A friend sent me an article about AIDS orphans in Africa, from a CNN site. We are all well aware about how Americans love to sensationalise and to simplify (and Champs loves to generalise about entire nations!) which always gets my back up. One such thing in this article got my back up, and I have overreacted to it, but it sparked an issue I always have boiling at the back of my mind.
One paragraph reads:
Millions and millions of AIDS orphans are the devastating legacy of this epidemic. Africans suffer the most.(View images of those most vulnerable)
Firstly, what is this sick fascination people have for publishing or for viewing pictures of suffering African people (or people maimed or killed in the Middle-East wars and crises). Somehow some people believe that the compromise of others' dignity is justified when making a point in their 'newsworthy' story or plea for funds. I do not agree.

────────

_Questions on the material_:
[a] Retype everything in the blog post from "Firstly, what is" down to "do not agree.".
[b] In the blog post, what site did the article about AIDS orphans in Africa come from?
[c] Write what comes next in the blog post about the AIDS orphans article, starting after its last sentence.

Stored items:
────────

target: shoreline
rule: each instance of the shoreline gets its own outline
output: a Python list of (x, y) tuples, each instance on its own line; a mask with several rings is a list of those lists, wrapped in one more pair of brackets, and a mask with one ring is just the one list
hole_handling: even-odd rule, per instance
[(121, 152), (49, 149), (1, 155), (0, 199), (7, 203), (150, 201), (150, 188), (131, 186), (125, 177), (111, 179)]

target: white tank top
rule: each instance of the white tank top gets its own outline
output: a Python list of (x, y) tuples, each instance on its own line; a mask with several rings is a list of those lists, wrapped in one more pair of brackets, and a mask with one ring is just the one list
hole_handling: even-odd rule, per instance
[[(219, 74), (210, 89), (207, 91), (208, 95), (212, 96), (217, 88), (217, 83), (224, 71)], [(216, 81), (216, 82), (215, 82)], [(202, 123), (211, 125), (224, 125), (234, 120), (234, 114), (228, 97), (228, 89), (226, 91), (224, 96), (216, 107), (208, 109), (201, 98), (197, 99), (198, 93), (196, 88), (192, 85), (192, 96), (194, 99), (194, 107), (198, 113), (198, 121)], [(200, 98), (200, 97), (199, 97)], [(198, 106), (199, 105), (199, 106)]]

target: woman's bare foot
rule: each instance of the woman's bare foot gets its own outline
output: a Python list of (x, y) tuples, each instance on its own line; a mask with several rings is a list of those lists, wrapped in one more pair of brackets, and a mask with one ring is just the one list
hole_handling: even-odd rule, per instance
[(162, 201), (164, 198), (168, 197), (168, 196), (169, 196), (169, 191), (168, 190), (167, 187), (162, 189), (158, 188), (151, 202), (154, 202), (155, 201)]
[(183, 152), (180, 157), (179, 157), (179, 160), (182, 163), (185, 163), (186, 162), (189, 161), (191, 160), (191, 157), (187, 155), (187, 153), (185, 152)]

────────

_Written responses_:
[a]
Firstly, what is this sick fascination people have for publishing or for viewing pictures of suffering African people (or people maimed or killed in the Middle-East wars and crises). Somehow some people believe that the compromise of others' dignity is justified when making a point in their 'newsworthy' story or plea for funds. I do not agree.

[b] A CNN site.

[c]
I believe that the publishing of a person starving and malnourished simply desensitises the rest of the world's population to the issues at hand. It strips that person of their dignity. And it also portrays people in drought-ridden areas, HIV-riddled areas, war-torn areas, as useless and that they cannot fend for themselves, and have no hope. It continues the idea of the rest of world pouring funds into a black hole, simply to keep people barely yet still alive.
This is not the idea that I believe should be put across. The idea that should be championed is that these people, if it were not for some pretty kuk exterior circumstances, are intelligent, are capable, and are willing to create wonderful lives for themselves, their families, their countries and for the world as a whole. In not assisting the development of such areas, that we are losing potential and talent left-right-and-centre.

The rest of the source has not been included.